[TASKS TO CARRY OUT]
1. In the differentiation thread, write out the passage starting with "# Differentiate: r=r" and going on through "with the calculus.", switching "Dynamics" to "Statics".
2. Please state what θ represents according to the differentiation thread.

[EXTRACT PROVIDED]
____
# Differentiate: r=r cos(theta)i+r sin(theta)j

1. Feb 5, 2017

### jrjack

1. The problem statement, all variables and given/known data
This is a problem from Dynamics but I'm mostly having trouble with the calculus.

Derive an expression for the position, velocity, and acceleration of a machine in terms of: $r, \dot {r}, θ, \dot{θ}, \ddot{r}, \ddot{θ},$.

r = length of the arm
θ = angle of the arm to the positive x-axis
$\dot {r}$ = derivative of r with respect to time
$\dot {θ}$ = derivative of θ with respect to time
$\ddot {r}$= second derivative of r with respect to time
$\ddot {θ}$ = second derivative of θ with respect to time

https://goo.gl/photos/ZF8Kzn1MEwN69Ev19

2. Relevant equations
$$x=r\cos(\theta); y=r\sin(\theta)$$
$$\vec{r} = r\cos (\theta) \hat{i} + r\sin (\theta) \hat{j}$$

I am having trouble combining the product rule and chain rule with multiple variables...
____
Coordinate annotation entries:
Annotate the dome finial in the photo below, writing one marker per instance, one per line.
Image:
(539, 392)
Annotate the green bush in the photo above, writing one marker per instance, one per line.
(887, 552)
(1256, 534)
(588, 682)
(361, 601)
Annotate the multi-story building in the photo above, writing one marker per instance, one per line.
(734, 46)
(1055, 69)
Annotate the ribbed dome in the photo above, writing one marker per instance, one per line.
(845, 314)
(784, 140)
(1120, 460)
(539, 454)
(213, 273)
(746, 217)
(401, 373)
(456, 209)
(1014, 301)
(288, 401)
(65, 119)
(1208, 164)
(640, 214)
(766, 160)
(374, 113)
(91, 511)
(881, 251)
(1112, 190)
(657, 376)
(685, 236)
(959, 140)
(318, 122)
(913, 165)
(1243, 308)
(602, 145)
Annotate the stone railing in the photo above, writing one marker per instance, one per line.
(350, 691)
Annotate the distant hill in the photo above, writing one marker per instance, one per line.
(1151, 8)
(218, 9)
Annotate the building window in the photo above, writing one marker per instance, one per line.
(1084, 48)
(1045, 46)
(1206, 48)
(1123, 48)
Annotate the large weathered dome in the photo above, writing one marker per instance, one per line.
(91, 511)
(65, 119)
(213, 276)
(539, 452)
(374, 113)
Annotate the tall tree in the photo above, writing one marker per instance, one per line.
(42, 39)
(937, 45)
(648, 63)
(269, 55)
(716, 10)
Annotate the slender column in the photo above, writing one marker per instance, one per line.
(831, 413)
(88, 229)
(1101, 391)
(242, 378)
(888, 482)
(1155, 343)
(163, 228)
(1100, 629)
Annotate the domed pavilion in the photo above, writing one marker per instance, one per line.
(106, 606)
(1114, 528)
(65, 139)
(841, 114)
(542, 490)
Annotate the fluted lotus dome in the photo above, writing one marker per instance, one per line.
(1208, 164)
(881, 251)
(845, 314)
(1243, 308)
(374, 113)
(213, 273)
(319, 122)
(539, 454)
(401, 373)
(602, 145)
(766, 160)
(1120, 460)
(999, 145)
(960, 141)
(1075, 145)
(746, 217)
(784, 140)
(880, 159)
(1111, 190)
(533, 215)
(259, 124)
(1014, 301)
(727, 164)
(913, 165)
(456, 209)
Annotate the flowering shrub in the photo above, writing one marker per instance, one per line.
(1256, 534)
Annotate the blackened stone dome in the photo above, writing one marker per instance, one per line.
____
[ANSWERS]
1.
# Differentiate: r=r cos(theta)i+r sin(theta)j

1. Feb 5, 2017

### jrjack

1. The problem statement, all variables and given/known data
This is a problem from Statics but I'm mostly having trouble with the calculus.

2. The angle of the arm to the positive x-axis.